Data ::
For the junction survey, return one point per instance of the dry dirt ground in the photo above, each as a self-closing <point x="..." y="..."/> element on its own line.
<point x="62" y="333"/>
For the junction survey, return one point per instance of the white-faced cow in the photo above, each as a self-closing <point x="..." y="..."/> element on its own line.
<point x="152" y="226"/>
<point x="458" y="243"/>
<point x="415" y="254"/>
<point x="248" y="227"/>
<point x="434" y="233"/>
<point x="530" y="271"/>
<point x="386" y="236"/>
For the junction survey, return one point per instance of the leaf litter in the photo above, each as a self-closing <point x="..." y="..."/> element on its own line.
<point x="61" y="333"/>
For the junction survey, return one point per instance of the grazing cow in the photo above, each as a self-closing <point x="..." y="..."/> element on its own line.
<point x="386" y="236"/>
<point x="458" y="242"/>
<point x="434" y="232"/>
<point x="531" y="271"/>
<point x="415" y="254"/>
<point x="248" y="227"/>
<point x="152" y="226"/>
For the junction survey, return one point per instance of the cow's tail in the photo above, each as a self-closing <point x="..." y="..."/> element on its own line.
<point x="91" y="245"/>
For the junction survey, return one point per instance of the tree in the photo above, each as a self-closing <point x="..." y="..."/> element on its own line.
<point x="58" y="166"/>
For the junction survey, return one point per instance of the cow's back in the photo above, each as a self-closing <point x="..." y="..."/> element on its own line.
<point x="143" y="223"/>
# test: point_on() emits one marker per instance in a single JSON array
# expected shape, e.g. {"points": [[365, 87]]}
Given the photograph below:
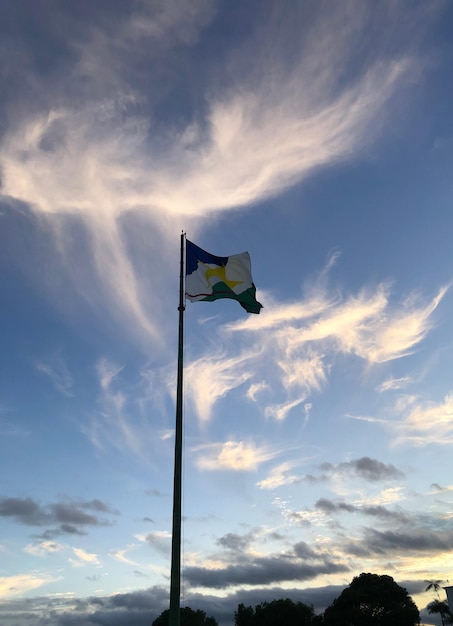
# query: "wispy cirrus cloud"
{"points": [[19, 584], [423, 422], [232, 455], [111, 160], [56, 369], [299, 342]]}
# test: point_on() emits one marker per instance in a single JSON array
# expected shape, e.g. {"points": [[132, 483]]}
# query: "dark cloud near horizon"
{"points": [[265, 570], [390, 542], [71, 516], [378, 511], [141, 607], [365, 468]]}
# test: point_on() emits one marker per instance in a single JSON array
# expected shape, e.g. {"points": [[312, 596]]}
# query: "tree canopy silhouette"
{"points": [[275, 613], [372, 600]]}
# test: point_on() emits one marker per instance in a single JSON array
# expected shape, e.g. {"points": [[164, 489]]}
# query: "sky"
{"points": [[317, 136]]}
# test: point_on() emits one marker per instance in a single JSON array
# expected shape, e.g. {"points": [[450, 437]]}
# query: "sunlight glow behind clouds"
{"points": [[260, 134], [232, 455]]}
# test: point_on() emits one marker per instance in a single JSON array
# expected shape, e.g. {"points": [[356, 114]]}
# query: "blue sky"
{"points": [[316, 135]]}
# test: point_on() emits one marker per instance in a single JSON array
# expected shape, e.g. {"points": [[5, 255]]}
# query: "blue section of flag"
{"points": [[195, 254]]}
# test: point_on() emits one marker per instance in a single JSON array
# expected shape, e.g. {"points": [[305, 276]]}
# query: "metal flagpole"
{"points": [[175, 576]]}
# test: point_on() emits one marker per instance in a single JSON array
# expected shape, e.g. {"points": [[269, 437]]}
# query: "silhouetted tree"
{"points": [[275, 613], [436, 607], [372, 600], [189, 617]]}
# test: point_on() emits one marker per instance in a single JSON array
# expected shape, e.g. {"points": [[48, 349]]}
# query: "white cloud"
{"points": [[83, 558], [279, 476], [264, 130], [58, 372], [425, 422], [211, 377], [395, 383], [21, 583], [232, 455], [43, 548]]}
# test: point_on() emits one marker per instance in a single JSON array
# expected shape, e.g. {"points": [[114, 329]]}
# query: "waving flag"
{"points": [[210, 278]]}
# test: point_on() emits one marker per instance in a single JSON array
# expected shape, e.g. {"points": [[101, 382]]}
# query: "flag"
{"points": [[210, 277]]}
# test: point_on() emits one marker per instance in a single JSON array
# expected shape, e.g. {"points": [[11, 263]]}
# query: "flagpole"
{"points": [[175, 576]]}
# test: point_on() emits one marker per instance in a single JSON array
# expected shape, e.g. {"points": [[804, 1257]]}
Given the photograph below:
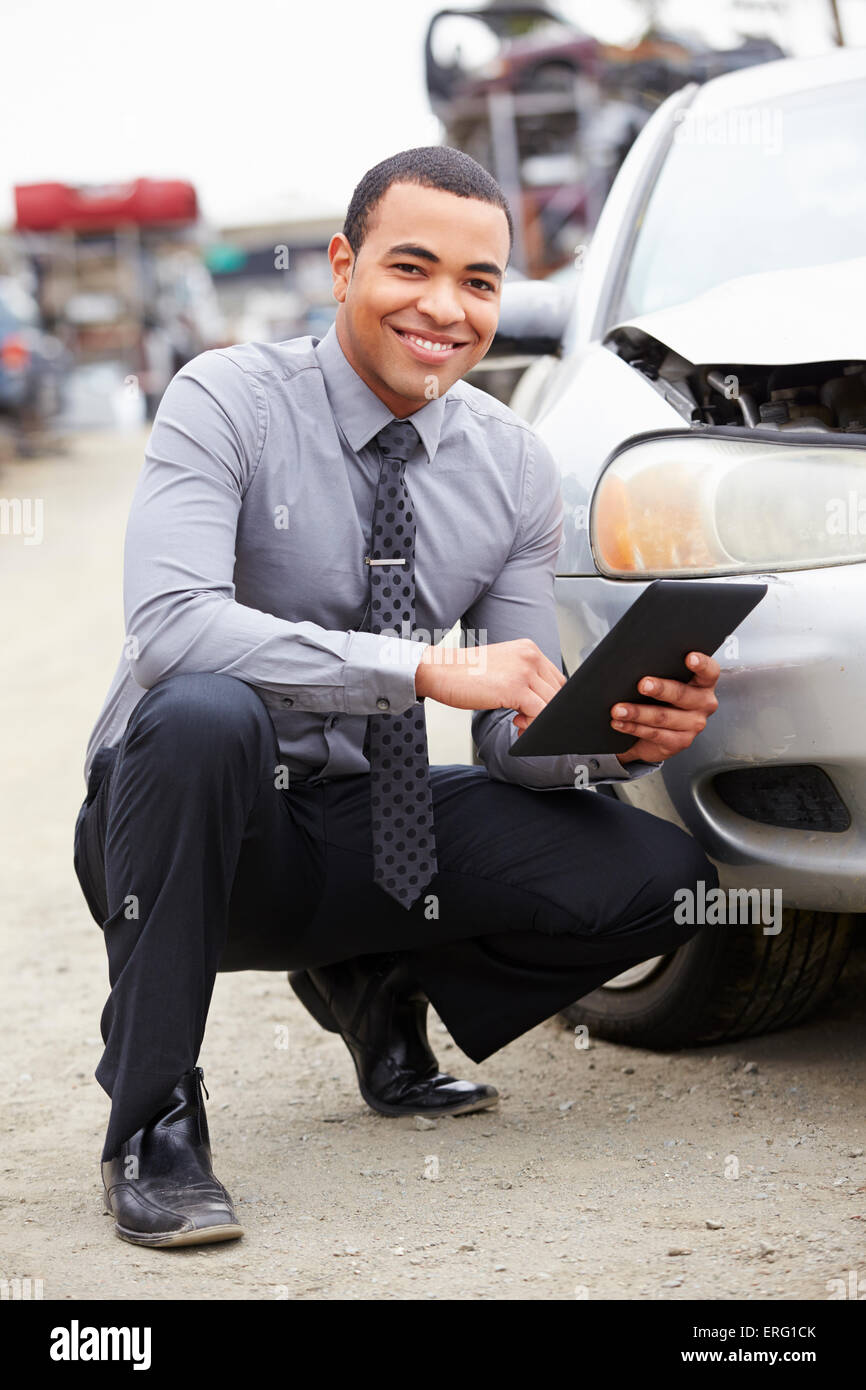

Aim of the task :: Reproduce every record verbatim, please. Omit the images.

Answer below ::
For the junction survey, return one point per instance of the dry dirt ground in the photo above, each as a self-closing <point x="..." y="..."/> element on its own line.
<point x="62" y="333"/>
For the junction survey, return one point per instance of the white-faced cow in the photo above, each as a self-closing <point x="..." y="..."/> element on its own line.
<point x="152" y="226"/>
<point x="458" y="243"/>
<point x="415" y="254"/>
<point x="248" y="227"/>
<point x="434" y="233"/>
<point x="530" y="271"/>
<point x="386" y="236"/>
For the junction survey, return one point per instance of the leaf litter in the photo above, each as a self-closing <point x="..." y="..."/> element on its own line.
<point x="61" y="333"/>
For the junction survey, return one point per instance of the grazing cow in the photo above, each as a self-closing <point x="..." y="..."/> element on its own line.
<point x="386" y="236"/>
<point x="458" y="242"/>
<point x="434" y="232"/>
<point x="531" y="271"/>
<point x="415" y="254"/>
<point x="248" y="227"/>
<point x="152" y="226"/>
For the junction survey, return one point per instance of the cow's tail in the photo above, each as a self-closing <point x="..." y="..."/> element on its own line.
<point x="91" y="245"/>
For the junction survey, return one point per instance of the tree in the photo above, each as a self-closing <point x="..." y="..."/> element on its own line.
<point x="58" y="166"/>
For the junction survey, return one point per instance of the cow's back in the photo above, each as a self-closing <point x="..." y="..."/> element on its own line.
<point x="143" y="223"/>
# test: point_on() emits one marker per instance in a single JSON array
# expected shape, e.g. {"points": [[365, 87]]}
Given the photograph below:
# query: "wispy cirrus cloud"
{"points": [[19, 584], [423, 422], [232, 455], [111, 160], [56, 369], [299, 342]]}
# test: point_on() emits one marker per instance in a single JSON array
# expected shape, e.g. {"points": [[132, 483]]}
# query: "dark cloud near horizon"
{"points": [[265, 570], [390, 542], [71, 516], [378, 511], [141, 607], [365, 468]]}
# test: point_on() emits one marker per instance in a single JSON array
# expected shape, e.g. {"points": [[312, 596]]}
# query: "tree canopy silhouette"
{"points": [[275, 613], [372, 600]]}
# test: point_on() emits one marker per instance in a single JSON array
# expected shape, e.g. {"points": [[164, 489]]}
# query: "sky"
{"points": [[317, 136]]}
# test: point_on() emits one marker per instance in a single JSON array
# expected shape, e.g. {"points": [[450, 437]]}
# query: "sunlight glow behind clouds"
{"points": [[260, 134], [232, 455]]}
# test: point_on() emits one marker per instance in a single JSON array
# expected shape, e.g. {"points": [[356, 114]]}
# query: "blue sky"
{"points": [[316, 135]]}
# test: point_on() emits one marker per instance in a single JSON array
# expected shape, e.g. {"points": [[5, 255]]}
# query: "blue section of flag"
{"points": [[195, 254]]}
# test: point_on() emits one marker per instance in a single JSON array
# expected shape, e.g. {"points": [[305, 276]]}
# query: "metal flagpole"
{"points": [[175, 576]]}
# test: point_on() emits one marker per instance in a single JSON array
# expected shape, e.g. {"points": [[269, 437]]}
# query: "silhouetted tree"
{"points": [[275, 613], [436, 607], [372, 600], [189, 617]]}
# test: point_on() emits one marker per instance in a single JSON array
# expected shape, e.g. {"points": [[48, 349]]}
# query: "white cloud"
{"points": [[83, 558], [279, 476], [264, 130], [58, 372], [425, 422], [211, 377], [395, 383], [21, 583], [232, 455], [43, 548]]}
# test: point_on() emits one marker per instance in a single JSON array
# expected shape, e.g. {"points": [[114, 329]]}
# query: "waving flag"
{"points": [[210, 278]]}
# test: point_on() emits one marker per instance in a single JSON array
# expected shape, e.g. {"points": [[101, 382]]}
# query: "flag"
{"points": [[210, 277]]}
# test: point_on() emits one marker per instance in a single JSON array
# expected shape, e.g. {"points": [[11, 263]]}
# query: "flagpole"
{"points": [[175, 576]]}
# test: point_on() emits one marker per instance in a single JSON array
# expected shape, e.g. {"points": [[804, 1257]]}
Given the photograph below:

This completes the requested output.